▼

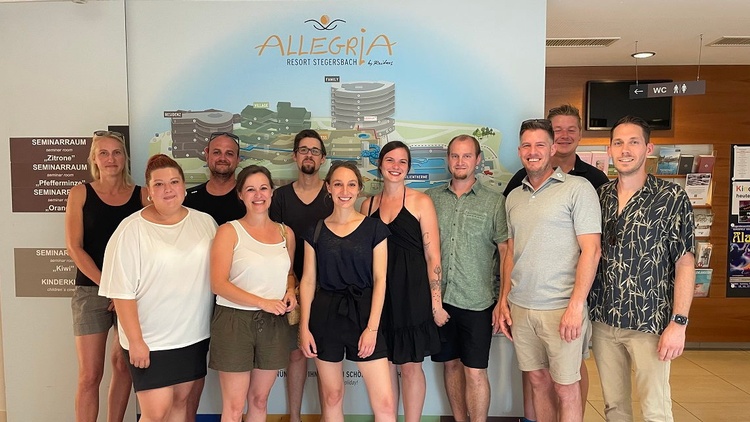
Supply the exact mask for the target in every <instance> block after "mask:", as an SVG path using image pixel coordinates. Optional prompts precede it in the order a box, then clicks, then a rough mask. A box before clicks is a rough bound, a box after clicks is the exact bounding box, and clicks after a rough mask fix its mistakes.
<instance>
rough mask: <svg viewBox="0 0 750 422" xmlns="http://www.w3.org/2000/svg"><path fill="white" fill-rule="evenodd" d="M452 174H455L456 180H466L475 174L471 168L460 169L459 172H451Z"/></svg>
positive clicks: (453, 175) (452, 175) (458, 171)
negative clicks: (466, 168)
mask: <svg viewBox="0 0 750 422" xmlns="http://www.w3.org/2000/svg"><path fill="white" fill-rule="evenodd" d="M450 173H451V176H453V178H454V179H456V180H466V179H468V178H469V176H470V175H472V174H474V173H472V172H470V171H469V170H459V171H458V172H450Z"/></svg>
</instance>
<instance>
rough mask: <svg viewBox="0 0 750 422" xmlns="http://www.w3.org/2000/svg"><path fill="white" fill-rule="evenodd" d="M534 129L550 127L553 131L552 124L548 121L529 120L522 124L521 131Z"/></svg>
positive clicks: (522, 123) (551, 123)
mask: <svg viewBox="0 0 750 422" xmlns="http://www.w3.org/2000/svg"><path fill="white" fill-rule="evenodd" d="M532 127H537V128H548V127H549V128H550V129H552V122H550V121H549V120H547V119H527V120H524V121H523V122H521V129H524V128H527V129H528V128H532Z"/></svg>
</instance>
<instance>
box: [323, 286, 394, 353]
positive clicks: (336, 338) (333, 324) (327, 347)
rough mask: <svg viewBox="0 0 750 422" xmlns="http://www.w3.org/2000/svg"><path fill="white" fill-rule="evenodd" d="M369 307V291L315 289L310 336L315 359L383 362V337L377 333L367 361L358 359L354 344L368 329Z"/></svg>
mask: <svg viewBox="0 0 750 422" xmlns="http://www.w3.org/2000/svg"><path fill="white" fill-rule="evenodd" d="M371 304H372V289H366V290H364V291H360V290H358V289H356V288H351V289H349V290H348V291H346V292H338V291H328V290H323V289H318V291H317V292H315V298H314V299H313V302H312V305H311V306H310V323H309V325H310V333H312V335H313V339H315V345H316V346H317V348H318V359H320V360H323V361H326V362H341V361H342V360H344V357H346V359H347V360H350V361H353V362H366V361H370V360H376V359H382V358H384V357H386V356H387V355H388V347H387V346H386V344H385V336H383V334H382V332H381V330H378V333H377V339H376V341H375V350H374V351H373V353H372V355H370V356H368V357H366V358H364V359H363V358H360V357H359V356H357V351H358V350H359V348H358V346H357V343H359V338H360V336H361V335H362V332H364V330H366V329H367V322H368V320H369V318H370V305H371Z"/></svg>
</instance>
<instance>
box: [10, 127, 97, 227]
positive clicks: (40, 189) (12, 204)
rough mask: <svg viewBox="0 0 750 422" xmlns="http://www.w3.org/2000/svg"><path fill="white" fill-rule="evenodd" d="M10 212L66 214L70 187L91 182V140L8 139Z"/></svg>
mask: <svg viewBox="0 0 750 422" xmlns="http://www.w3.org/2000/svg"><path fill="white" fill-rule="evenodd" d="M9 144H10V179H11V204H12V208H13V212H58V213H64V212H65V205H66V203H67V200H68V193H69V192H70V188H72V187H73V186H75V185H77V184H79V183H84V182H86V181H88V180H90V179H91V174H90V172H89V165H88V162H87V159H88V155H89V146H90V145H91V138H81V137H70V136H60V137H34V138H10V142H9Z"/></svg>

▲
▼

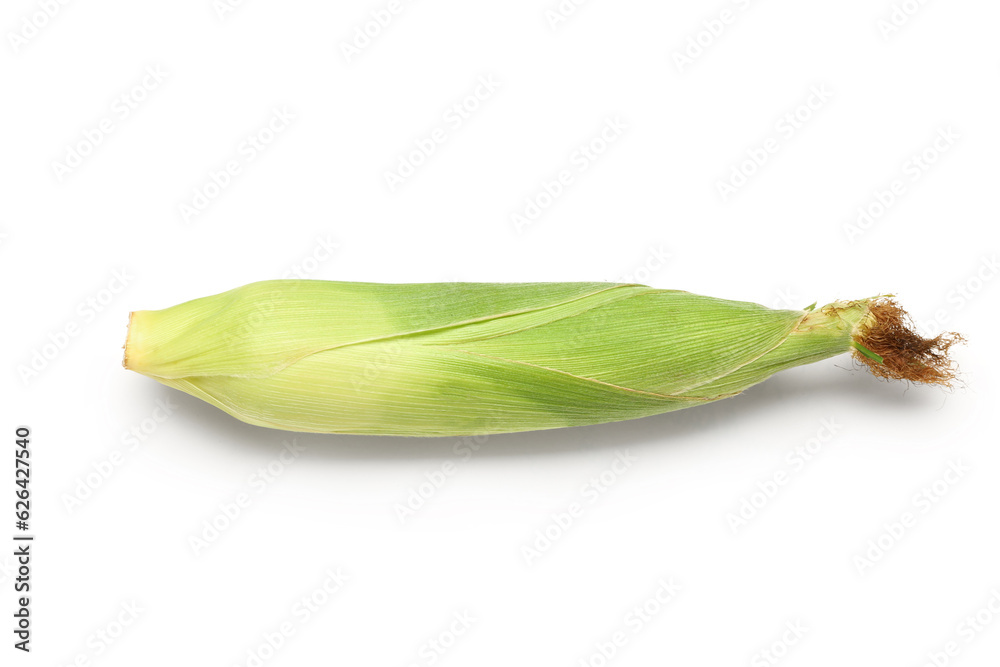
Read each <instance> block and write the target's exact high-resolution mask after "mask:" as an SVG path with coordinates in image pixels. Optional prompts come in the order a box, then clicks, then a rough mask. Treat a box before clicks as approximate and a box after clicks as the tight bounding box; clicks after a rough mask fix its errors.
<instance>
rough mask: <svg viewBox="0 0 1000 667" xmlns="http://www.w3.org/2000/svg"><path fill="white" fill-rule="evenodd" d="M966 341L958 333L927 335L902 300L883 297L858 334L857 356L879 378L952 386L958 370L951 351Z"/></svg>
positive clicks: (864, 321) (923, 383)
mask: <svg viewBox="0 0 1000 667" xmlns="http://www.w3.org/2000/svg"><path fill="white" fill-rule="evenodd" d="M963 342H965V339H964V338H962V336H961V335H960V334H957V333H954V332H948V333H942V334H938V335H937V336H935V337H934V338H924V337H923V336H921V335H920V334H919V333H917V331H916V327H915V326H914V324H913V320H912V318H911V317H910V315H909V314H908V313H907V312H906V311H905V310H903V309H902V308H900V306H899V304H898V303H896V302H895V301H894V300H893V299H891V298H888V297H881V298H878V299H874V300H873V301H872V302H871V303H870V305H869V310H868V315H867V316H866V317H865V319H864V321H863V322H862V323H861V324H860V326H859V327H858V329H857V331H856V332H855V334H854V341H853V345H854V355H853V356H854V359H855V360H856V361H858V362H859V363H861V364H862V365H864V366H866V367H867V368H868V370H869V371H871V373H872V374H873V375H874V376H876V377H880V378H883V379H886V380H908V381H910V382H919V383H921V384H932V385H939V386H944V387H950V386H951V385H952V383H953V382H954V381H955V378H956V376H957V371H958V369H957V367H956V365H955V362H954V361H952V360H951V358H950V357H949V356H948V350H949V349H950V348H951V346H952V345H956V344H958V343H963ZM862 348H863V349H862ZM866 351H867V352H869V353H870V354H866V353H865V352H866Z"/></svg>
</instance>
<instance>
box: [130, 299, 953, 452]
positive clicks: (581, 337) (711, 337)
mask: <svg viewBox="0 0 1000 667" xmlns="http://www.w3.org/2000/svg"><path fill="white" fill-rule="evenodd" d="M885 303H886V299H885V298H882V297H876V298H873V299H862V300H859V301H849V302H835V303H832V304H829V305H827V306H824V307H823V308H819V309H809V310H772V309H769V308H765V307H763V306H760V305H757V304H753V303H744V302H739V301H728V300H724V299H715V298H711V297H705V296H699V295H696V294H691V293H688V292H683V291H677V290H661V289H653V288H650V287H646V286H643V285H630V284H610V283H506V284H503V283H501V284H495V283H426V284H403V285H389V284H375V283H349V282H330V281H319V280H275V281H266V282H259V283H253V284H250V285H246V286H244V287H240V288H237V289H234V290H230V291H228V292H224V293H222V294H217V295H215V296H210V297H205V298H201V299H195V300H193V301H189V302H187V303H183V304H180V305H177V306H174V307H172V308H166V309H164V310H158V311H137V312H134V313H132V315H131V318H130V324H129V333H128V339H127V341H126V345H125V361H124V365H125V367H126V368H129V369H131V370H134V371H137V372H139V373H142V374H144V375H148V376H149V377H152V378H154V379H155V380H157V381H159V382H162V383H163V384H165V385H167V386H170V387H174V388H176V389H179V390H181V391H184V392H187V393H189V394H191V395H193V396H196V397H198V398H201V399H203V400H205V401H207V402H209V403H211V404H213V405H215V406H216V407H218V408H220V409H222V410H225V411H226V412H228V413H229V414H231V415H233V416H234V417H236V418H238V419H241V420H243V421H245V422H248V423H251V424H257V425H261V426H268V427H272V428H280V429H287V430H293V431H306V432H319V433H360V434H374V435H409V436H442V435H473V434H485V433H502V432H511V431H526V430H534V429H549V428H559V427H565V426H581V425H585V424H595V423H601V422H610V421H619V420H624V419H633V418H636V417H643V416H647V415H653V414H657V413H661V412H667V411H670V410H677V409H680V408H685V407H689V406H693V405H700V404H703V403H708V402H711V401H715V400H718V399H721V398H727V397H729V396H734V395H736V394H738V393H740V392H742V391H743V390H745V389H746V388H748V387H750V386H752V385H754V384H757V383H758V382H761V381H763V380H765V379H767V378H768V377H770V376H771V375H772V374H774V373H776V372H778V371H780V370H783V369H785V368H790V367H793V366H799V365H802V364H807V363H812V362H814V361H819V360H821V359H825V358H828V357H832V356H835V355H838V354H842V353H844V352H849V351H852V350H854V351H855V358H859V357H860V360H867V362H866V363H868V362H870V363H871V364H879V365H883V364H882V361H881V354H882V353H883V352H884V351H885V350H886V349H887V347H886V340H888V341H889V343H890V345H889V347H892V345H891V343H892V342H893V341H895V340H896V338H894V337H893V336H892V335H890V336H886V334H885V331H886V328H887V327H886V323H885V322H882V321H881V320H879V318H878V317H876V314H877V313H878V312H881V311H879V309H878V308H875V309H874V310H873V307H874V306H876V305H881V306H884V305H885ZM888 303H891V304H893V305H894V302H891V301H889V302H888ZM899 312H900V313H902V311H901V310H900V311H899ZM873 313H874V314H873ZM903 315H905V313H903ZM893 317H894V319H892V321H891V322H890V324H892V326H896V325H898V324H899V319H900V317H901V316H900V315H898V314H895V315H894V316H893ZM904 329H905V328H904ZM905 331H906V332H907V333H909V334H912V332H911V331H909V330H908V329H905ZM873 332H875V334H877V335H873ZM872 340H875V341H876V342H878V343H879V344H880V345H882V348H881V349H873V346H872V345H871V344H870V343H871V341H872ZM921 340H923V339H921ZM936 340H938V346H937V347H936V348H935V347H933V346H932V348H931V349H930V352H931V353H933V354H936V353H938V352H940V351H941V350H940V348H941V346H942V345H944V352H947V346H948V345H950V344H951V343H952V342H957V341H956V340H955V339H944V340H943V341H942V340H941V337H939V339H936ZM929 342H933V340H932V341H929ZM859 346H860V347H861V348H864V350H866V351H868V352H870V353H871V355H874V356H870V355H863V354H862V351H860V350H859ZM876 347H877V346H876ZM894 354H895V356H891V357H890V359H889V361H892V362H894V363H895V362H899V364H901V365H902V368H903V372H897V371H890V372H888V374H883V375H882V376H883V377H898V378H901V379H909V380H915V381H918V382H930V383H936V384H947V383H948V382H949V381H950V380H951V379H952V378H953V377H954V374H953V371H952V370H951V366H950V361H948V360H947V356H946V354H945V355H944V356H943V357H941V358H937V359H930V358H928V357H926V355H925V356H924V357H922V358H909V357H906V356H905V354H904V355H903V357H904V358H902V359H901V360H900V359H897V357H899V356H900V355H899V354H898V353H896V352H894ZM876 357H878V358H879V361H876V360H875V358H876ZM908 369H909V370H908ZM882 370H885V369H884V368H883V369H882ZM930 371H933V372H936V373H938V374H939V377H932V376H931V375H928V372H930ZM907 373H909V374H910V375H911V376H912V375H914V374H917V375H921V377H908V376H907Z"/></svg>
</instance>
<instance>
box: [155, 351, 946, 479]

▲
▼

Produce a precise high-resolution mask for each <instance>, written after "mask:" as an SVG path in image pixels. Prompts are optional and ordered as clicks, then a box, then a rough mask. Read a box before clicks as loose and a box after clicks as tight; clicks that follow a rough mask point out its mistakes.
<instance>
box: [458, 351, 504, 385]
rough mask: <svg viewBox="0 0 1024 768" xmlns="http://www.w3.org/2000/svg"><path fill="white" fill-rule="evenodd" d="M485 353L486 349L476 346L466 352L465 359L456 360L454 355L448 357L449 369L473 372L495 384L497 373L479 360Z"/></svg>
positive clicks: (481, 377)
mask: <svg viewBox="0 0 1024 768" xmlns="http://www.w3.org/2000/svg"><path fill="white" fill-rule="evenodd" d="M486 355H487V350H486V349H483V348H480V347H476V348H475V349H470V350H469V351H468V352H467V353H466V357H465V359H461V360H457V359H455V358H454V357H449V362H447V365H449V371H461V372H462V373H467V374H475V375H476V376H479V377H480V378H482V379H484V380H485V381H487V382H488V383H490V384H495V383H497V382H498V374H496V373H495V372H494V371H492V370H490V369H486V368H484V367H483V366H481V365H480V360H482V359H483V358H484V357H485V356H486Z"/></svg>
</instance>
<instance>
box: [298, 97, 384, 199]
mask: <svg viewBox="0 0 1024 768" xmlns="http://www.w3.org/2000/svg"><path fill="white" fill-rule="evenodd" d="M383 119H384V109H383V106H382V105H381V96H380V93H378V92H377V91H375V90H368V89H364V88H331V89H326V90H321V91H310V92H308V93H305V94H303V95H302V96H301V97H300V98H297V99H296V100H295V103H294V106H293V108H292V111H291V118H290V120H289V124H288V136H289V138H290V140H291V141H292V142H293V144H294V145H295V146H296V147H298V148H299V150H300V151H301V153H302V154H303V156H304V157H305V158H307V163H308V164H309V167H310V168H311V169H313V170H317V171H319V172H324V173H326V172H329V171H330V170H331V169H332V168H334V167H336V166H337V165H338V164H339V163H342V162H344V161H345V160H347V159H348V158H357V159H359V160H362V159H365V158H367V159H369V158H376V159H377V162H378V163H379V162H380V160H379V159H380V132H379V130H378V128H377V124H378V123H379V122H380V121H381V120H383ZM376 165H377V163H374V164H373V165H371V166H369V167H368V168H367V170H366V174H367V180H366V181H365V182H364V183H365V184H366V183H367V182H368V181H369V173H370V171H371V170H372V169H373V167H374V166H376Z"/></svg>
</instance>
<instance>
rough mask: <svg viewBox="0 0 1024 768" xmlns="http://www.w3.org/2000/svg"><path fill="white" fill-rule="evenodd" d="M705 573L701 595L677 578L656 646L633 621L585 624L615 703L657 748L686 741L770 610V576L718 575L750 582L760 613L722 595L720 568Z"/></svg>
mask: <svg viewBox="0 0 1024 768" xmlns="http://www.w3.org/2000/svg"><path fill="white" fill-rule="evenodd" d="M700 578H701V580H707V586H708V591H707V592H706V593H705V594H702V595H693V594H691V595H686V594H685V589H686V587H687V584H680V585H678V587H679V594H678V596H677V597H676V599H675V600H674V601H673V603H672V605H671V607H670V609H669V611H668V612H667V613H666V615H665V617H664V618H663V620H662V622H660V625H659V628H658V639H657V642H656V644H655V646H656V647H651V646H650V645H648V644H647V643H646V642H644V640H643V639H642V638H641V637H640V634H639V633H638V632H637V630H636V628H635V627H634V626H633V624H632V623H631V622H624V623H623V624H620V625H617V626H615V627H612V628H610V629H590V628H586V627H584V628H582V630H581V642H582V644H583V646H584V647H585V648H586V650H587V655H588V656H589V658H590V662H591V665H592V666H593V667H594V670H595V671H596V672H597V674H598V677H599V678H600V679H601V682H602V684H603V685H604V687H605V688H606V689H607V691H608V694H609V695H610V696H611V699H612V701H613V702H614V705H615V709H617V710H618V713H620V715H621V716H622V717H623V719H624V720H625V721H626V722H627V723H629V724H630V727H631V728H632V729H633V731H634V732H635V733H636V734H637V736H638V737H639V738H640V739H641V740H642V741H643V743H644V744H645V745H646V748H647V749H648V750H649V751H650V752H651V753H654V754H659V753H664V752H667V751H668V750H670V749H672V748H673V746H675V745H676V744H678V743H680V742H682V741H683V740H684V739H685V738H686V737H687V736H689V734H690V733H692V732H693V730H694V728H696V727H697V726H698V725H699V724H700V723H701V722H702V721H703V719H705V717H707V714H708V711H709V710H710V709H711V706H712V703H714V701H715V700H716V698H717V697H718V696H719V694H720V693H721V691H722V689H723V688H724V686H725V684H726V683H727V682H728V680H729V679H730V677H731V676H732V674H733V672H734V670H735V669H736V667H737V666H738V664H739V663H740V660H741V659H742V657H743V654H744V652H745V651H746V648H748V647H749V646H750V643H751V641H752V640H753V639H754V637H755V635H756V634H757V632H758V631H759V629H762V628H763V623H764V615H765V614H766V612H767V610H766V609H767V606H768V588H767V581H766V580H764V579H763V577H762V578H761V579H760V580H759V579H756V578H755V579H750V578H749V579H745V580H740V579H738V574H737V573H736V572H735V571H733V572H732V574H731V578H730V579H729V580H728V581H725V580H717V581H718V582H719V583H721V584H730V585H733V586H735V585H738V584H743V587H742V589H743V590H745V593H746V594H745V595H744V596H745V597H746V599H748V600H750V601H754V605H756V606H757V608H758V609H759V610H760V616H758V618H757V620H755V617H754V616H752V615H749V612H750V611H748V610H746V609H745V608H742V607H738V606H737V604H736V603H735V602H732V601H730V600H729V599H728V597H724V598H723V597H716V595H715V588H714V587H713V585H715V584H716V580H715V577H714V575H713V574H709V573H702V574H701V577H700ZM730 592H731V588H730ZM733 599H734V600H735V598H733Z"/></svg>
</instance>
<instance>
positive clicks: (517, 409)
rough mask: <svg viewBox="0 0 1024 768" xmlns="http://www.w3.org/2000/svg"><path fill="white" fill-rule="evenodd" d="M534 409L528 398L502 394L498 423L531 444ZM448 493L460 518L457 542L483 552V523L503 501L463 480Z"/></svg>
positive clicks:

▲

Count the lines in the records that contain "positive", matching case exactly, and give only the number.

9